RECORDS SHOWN:
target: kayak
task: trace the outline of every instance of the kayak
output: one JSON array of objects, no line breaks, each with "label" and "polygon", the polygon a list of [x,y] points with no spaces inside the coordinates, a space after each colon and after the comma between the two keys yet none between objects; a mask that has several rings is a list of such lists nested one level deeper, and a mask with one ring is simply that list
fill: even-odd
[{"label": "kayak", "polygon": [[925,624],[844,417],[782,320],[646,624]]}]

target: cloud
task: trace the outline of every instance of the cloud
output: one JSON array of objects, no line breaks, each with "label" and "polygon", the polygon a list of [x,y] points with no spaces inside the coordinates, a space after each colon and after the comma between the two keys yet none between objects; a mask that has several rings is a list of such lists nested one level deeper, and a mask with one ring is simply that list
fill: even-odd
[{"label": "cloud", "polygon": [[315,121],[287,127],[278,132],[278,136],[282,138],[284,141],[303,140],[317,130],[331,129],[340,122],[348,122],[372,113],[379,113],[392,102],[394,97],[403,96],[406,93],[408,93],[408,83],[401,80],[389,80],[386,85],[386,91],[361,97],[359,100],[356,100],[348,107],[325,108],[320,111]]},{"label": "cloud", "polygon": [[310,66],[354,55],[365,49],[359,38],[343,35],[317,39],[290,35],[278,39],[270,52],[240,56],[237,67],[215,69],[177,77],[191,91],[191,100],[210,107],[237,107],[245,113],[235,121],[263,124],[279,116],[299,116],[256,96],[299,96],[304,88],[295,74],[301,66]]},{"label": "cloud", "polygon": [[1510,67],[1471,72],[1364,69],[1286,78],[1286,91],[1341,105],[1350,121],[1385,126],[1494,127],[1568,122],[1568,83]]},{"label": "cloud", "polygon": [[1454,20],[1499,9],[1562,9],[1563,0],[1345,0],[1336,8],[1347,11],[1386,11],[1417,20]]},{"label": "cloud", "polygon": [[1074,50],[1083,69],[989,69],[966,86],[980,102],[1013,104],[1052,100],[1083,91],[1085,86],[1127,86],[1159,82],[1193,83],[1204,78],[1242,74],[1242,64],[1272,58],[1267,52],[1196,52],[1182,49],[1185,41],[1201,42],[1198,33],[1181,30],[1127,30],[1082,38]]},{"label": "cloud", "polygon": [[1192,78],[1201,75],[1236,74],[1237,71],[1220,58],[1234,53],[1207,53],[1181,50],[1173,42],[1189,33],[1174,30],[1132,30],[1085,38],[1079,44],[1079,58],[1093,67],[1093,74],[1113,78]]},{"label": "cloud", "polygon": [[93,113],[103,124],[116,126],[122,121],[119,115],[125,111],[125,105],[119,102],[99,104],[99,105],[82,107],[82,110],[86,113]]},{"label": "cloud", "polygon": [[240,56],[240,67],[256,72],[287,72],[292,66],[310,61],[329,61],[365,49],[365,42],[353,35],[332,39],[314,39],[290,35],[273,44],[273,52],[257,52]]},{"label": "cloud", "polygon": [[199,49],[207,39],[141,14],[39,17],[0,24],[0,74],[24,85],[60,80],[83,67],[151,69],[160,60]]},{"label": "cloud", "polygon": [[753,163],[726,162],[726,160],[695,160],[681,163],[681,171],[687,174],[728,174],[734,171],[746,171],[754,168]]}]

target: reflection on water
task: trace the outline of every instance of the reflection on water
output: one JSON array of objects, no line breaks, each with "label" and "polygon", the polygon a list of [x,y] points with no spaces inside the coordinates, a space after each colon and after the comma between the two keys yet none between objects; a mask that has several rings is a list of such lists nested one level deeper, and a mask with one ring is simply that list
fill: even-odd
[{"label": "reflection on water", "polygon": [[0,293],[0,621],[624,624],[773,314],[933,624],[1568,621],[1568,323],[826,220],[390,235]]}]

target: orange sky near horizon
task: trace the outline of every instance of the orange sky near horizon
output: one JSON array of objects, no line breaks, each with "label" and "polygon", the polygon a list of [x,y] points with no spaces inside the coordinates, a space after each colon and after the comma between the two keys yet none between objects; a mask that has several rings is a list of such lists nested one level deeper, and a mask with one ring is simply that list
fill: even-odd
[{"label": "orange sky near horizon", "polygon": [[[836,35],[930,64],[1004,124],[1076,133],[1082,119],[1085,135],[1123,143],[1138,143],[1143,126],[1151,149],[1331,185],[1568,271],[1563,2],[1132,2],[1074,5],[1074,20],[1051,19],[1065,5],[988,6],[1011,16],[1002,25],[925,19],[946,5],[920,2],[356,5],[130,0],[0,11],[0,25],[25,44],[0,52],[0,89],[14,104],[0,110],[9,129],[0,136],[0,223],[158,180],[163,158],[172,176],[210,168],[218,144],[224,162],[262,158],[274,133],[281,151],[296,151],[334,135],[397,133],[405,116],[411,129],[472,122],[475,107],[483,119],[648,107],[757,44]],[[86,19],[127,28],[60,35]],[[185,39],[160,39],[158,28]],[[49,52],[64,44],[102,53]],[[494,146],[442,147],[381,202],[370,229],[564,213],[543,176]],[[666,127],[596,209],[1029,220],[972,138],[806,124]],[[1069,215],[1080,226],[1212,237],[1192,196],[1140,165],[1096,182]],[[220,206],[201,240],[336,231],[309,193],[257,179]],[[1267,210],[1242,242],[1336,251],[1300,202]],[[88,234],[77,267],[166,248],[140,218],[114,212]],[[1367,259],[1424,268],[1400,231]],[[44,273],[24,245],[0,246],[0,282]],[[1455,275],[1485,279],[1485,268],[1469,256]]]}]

WHAT IS EXPECTED:
Rewrite every line of the data above as one numbered list, leaving out the blank lines.

COMPLETE RESPONSE:
1. target: kayak
2. task: trace the outline of every instance of the kayak
3. output: one JSON array of objects, no line breaks, each with "label" and "polygon", the polygon a list of [x,y] points with no spaces inside the coordinates, a space after each colon and after the comma between the two keys yet none between objects; a mask that has several rings is a list of such lists nested one level deeper, and a mask with one ring is simply that list
4. fill: even-odd
5. [{"label": "kayak", "polygon": [[925,624],[844,417],[782,320],[646,624]]}]
6. target: cloud
7. task: trace the outline of every instance of the cloud
8. output: one JSON array of objects, no line breaks, each with "label" and "polygon", the polygon a list of [x,y] points with no spaces inside the coordinates, a space after each colon and after the comma between the two keys yet none between objects; a mask that has several rings is a list of such lists nested one level deeper, and a mask with one ring is simply that list
9. fill: even-odd
10. [{"label": "cloud", "polygon": [[315,121],[287,127],[278,132],[278,136],[282,138],[284,141],[303,140],[317,130],[331,129],[340,122],[348,122],[372,113],[379,113],[392,102],[394,97],[403,96],[406,93],[408,93],[408,83],[401,80],[389,80],[386,85],[386,91],[361,97],[359,100],[356,100],[348,107],[325,108],[320,111]]},{"label": "cloud", "polygon": [[310,66],[354,55],[365,49],[359,38],[343,35],[317,39],[290,35],[278,39],[270,52],[240,56],[237,67],[215,69],[177,77],[191,91],[191,100],[210,107],[237,107],[245,113],[235,121],[263,124],[279,116],[299,116],[256,96],[299,96],[304,88],[295,74],[301,66]]},{"label": "cloud", "polygon": [[1510,67],[1471,72],[1364,69],[1286,78],[1286,91],[1341,105],[1350,121],[1385,126],[1494,127],[1568,122],[1568,83]]},{"label": "cloud", "polygon": [[1454,20],[1499,9],[1562,9],[1563,0],[1345,0],[1336,8],[1347,11],[1386,11],[1417,20]]},{"label": "cloud", "polygon": [[1074,50],[1083,69],[989,69],[966,86],[980,102],[1013,104],[1052,100],[1083,91],[1085,86],[1127,86],[1159,82],[1193,83],[1204,78],[1242,74],[1242,64],[1272,58],[1267,52],[1196,52],[1182,49],[1185,41],[1201,42],[1198,33],[1181,30],[1127,30],[1082,38]]},{"label": "cloud", "polygon": [[1192,78],[1201,75],[1236,74],[1237,71],[1220,58],[1234,53],[1207,53],[1181,50],[1173,42],[1189,33],[1174,30],[1132,30],[1085,38],[1079,44],[1079,58],[1093,67],[1093,74],[1113,78]]},{"label": "cloud", "polygon": [[93,113],[103,124],[116,126],[122,121],[119,115],[125,111],[125,105],[119,102],[99,104],[99,105],[82,107],[82,110],[86,113]]},{"label": "cloud", "polygon": [[240,56],[240,67],[256,72],[287,72],[292,66],[310,61],[329,61],[365,49],[365,42],[353,35],[332,39],[314,39],[290,35],[273,44],[273,52],[257,52]]},{"label": "cloud", "polygon": [[199,49],[207,39],[141,14],[39,17],[0,24],[0,74],[24,85],[60,80],[83,67],[151,69],[160,60]]},{"label": "cloud", "polygon": [[753,163],[726,162],[726,160],[695,160],[681,163],[681,171],[687,174],[728,174],[734,171],[746,171],[754,168]]}]
11. target: reflection on water
12. task: trace the outline of every instance of the reflection on water
13. output: one JSON array of objects, no line breaks, each with "label" and "polygon", the polygon a list of [x,y] points with no spaces inside the coordinates, a space after each colon and after the comma between the two keys yet none between objects; a mask that has several rings is a list of such lists nested one level deeper, and a mask with one ring is simply that list
14. fill: even-odd
15. [{"label": "reflection on water", "polygon": [[0,293],[0,621],[624,624],[773,314],[933,624],[1568,621],[1568,323],[826,220],[390,235]]}]
16. target: orange sky near horizon
17. task: trace the outline of every instance of the orange sky near horizon
18. output: one JSON array of objects, no line breaks, each with "label" and "polygon", the polygon a list of [x,y] points with no spaces inside the coordinates, a space after each colon and after the comma between the two keys yet none between objects; a mask that has several rings is a list of such lists nested one level deeper, and a mask with one ring is simply that list
19. fill: even-odd
20. [{"label": "orange sky near horizon", "polygon": [[[836,35],[930,64],[1004,124],[1076,133],[1082,119],[1085,135],[1123,143],[1138,143],[1143,126],[1151,149],[1331,185],[1568,271],[1563,2],[1132,2],[1074,5],[1074,20],[1051,19],[1065,5],[988,6],[1011,16],[1002,25],[925,19],[946,5],[920,2],[356,5],[130,0],[0,11],[0,25],[25,44],[0,52],[0,89],[14,104],[0,110],[9,129],[0,136],[0,223],[158,180],[163,158],[172,176],[210,168],[218,144],[224,162],[262,158],[274,133],[281,151],[296,151],[334,135],[397,133],[405,116],[411,129],[472,122],[475,107],[483,119],[648,107],[757,44]],[[86,19],[127,28],[60,35]],[[185,39],[160,39],[158,28]],[[49,52],[64,44],[102,53]],[[494,146],[442,147],[381,202],[370,229],[564,213],[543,176]],[[666,127],[596,209],[1029,220],[972,138],[806,124]],[[1069,215],[1080,226],[1212,237],[1192,196],[1140,165],[1096,182]],[[220,206],[201,240],[336,231],[309,193],[257,179]],[[1267,210],[1242,242],[1336,251],[1300,202]],[[88,234],[77,267],[166,248],[140,218],[114,212]],[[1367,259],[1424,268],[1400,231]],[[44,273],[24,245],[0,246],[0,282]],[[1455,275],[1485,279],[1485,268],[1469,256]]]}]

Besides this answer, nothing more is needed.